Set down the lines below unchanged, starting with the line containing "Point out every instance of the palo" and going on through the line containing "x=786, y=711", both included.
---- Task input
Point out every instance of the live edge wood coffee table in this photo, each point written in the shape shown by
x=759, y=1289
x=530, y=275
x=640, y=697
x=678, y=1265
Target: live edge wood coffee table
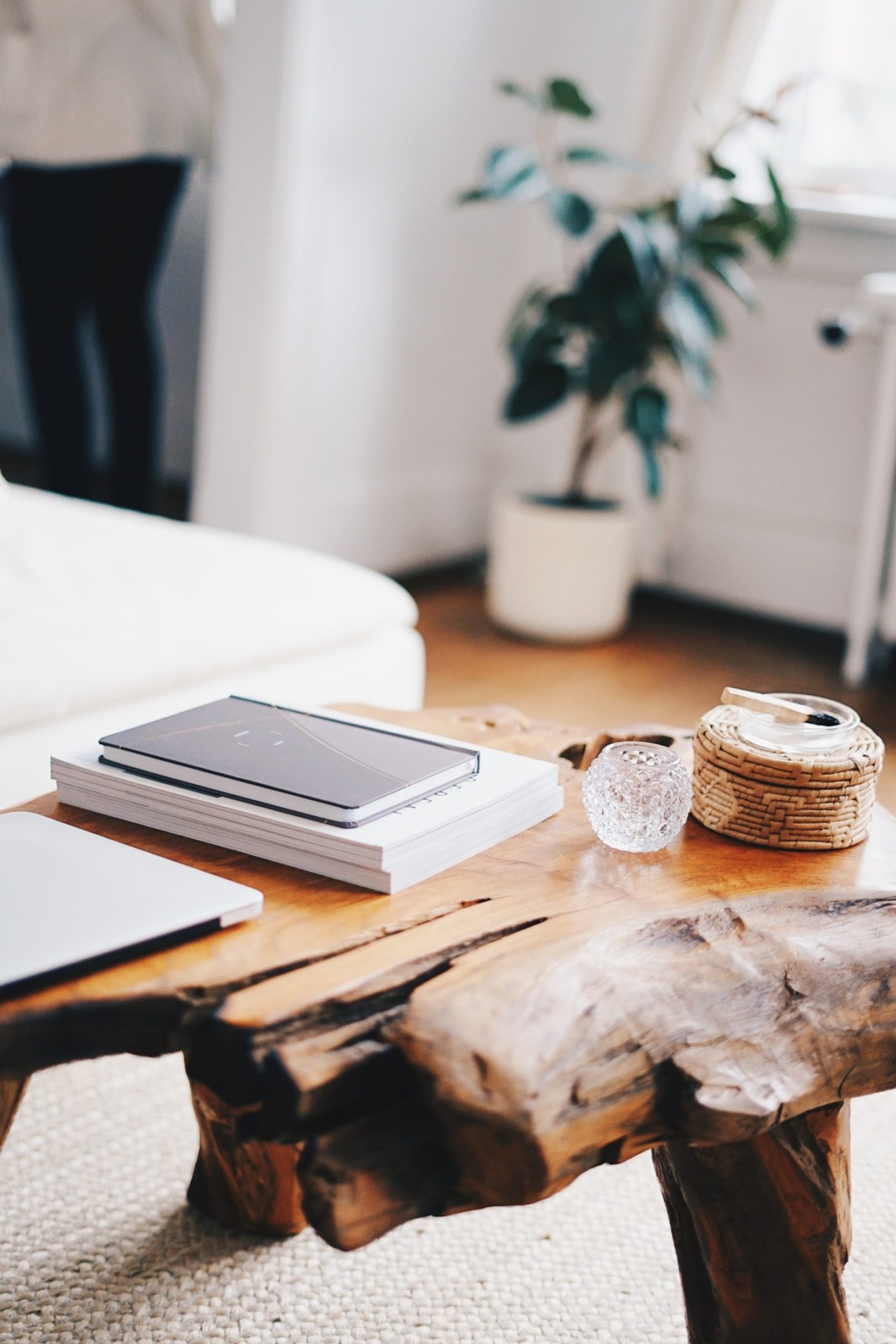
x=358, y=1060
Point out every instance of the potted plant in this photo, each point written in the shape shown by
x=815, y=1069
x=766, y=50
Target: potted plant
x=634, y=308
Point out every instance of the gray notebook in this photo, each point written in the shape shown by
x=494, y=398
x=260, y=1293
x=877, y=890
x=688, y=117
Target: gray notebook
x=315, y=765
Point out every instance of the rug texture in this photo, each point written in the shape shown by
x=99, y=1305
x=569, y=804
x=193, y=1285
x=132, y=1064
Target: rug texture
x=97, y=1243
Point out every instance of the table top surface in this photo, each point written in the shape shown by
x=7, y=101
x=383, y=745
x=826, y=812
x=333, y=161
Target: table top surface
x=551, y=990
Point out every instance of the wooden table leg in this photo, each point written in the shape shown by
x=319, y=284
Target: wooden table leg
x=11, y=1093
x=762, y=1231
x=244, y=1183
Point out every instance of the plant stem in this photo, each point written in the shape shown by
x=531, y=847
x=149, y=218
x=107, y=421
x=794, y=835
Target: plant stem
x=584, y=447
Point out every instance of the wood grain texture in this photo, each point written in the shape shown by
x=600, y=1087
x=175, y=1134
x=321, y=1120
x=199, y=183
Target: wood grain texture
x=11, y=1093
x=485, y=1037
x=244, y=1183
x=762, y=1233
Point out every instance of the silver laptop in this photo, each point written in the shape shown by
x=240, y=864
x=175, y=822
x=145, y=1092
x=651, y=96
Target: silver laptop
x=73, y=899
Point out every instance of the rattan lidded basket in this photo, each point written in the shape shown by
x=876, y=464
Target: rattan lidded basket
x=820, y=800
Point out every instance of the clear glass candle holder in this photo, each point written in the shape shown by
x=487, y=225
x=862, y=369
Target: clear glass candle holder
x=637, y=796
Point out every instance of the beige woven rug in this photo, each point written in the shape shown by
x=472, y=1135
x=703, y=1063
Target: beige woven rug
x=97, y=1243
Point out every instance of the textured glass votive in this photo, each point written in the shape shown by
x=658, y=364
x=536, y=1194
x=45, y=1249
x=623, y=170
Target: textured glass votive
x=637, y=796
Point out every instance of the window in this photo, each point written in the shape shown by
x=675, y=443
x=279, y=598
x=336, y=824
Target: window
x=839, y=127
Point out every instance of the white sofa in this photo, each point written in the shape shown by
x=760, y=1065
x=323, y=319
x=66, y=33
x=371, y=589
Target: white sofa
x=109, y=619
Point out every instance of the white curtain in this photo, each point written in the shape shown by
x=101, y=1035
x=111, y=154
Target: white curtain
x=700, y=55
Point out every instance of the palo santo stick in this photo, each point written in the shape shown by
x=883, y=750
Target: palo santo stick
x=786, y=711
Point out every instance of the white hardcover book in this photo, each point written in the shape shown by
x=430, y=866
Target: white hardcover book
x=507, y=796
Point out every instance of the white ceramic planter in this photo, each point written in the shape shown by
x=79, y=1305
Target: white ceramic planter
x=559, y=573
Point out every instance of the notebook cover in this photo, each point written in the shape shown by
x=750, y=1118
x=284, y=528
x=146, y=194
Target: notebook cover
x=309, y=756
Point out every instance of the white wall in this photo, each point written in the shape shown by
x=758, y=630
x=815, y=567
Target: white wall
x=352, y=372
x=179, y=323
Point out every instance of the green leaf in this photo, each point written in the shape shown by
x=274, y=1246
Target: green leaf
x=566, y=96
x=732, y=276
x=718, y=169
x=778, y=237
x=610, y=360
x=507, y=169
x=640, y=239
x=612, y=295
x=695, y=366
x=694, y=203
x=586, y=155
x=716, y=242
x=571, y=211
x=539, y=388
x=647, y=414
x=516, y=90
x=524, y=319
x=703, y=305
x=691, y=320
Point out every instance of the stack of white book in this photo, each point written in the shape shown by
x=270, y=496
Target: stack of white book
x=508, y=794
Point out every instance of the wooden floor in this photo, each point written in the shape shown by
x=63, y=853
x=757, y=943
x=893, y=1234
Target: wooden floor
x=668, y=667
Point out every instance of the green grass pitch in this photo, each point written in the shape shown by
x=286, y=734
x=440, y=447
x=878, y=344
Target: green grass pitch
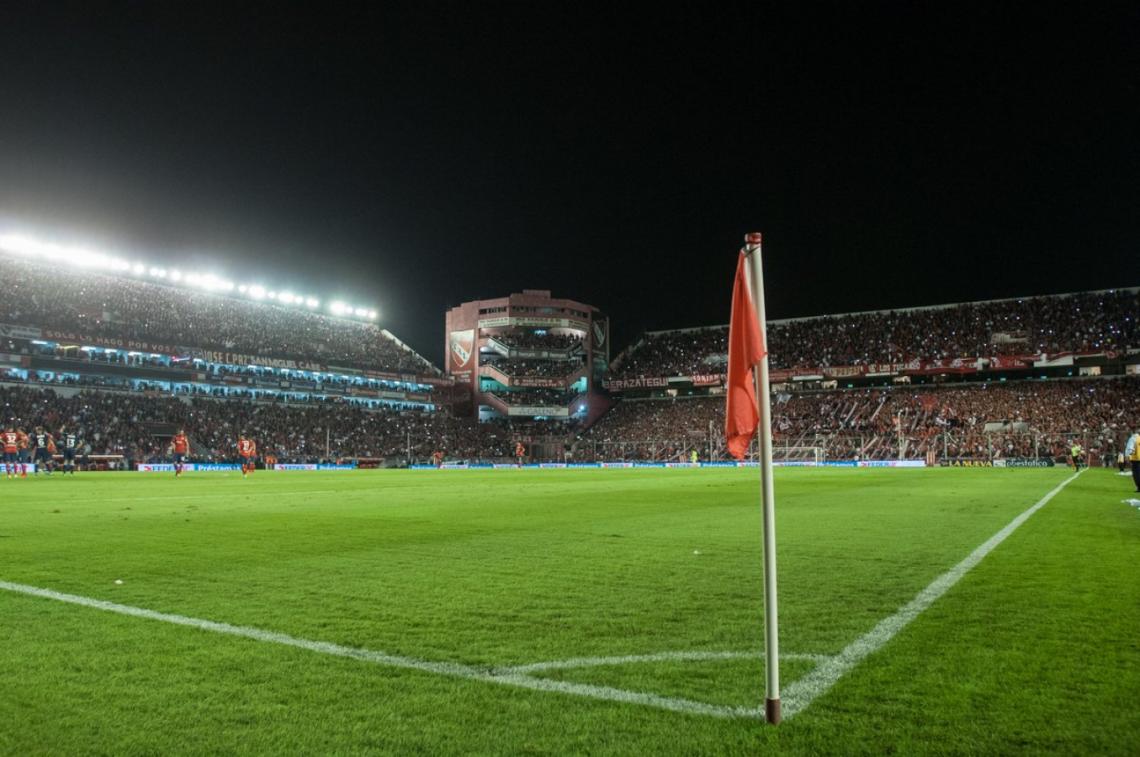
x=1036, y=649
--------
◆ **The completed task**:
Point out every instance of the palo santo stick in this photo, each point written in the shape shown by
x=883, y=750
Target: palo santo stick
x=786, y=711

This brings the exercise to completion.